◆ Instructions for the task ◆
Please quote the Buckley Hall text word for word, everything from "Buckley Hall was" down to "local mill owner.".

◆ Text segment ◆
◇ ◇ ◇ ◇ ◇ ◇ ◇
Buckley Hall was a historic house in Buckley near Rochdale, Lancashire, England which was the family seat of the Buckley family and later home of the Entwistle family. The building was a Catholic boys' orphanage from 1888 to 1947, when it was demolished; Buckley Hall Prison now occupies the site.

==History==
The surname Buckley in its various spellings was first recorded in the 12th century and was supposed to have descended from a supporter of William the Conqueror. The original Hall was in existence before 1626 and was demolished in 1860, and rebuilt to "the highest standards of opulence and comfort" by William Whitworth Schofield, a local mill owner.

===Orphanage===
After the death of the owner, William Schofield, in 1882, the Hall remained unoccupied for five years. Herbert Vaughan, the Bishop of Salford, enlisted the help of the Congregation of the Brothers of Charity, an organisation already active in the welfare and education of children in Belgium and France, to initiate a similar service in the Roman Catholic Diocese of Salford. They agreed to do and eventually purchased the Hall as an orphanage in 1887. Following a year spent making alterations and adaptations to render the building fit for its intended use, the orphanage was officially opened in 1888 with 28 boys. Six months later, the number increased to 80 and the original building was extended. Subsequent increases required further building with extensions on a much larger scale to provide accommodation for a total of 300. This also involved the provision of premises for the industrial training of the boys, completed in 1905.
◇ ◇ ◇ ◇ ◇ ◇ ◇
◆ Information shown ◆
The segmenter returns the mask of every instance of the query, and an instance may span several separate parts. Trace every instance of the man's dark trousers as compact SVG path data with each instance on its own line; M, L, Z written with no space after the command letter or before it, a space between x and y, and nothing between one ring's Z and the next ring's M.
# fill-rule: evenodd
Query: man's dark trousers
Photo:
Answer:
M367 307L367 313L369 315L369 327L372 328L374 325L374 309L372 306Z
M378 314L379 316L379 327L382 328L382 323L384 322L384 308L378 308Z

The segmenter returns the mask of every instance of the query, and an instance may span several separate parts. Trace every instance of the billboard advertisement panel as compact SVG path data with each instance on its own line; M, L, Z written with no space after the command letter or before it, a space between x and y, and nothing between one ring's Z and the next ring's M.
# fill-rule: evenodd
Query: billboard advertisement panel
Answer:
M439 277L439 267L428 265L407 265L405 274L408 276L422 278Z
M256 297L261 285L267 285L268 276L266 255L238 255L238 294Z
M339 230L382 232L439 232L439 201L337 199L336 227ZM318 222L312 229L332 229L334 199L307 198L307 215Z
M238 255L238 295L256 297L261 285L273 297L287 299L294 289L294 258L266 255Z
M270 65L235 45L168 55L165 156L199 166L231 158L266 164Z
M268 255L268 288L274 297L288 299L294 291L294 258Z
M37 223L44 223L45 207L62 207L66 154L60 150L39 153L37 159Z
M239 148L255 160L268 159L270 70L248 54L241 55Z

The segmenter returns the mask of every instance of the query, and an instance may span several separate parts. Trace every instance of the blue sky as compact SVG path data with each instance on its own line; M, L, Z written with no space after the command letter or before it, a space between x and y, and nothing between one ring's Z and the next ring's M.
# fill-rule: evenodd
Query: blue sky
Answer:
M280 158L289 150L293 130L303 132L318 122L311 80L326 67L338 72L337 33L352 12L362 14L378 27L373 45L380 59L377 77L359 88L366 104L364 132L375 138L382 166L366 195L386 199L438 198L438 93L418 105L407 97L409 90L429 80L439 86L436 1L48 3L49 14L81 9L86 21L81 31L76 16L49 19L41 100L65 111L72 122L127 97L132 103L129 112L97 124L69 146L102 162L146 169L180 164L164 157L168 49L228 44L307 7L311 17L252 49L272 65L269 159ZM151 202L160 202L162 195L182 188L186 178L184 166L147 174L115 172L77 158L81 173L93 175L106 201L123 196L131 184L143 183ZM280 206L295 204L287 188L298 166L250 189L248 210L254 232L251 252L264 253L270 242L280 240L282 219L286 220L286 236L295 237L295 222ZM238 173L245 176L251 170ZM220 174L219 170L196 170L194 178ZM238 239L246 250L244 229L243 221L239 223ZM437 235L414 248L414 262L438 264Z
◇ ◇ ◇ ◇ ◇ ◇ ◇
◆ Written answer ◆
Buckley Hall was a historic house in Buckley near Rochdale, Lancashire, England which was the family seat of the Buckley family and later home of the Entwistle family. The building was a Catholic boys' orphanage from 1888 to 1947, when it was demolished; Buckley Hall Prison now occupies the site.

==History==
The surname Buckley in its various spellings was first recorded in the 12th century and was supposed to have descended from a supporter of William the Conqueror. The original Hall was in existence before 1626 and was demolished in 1860, and rebuilt to "the highest standards of opulence and comfort" by William Whitworth Schofield, a local mill owner.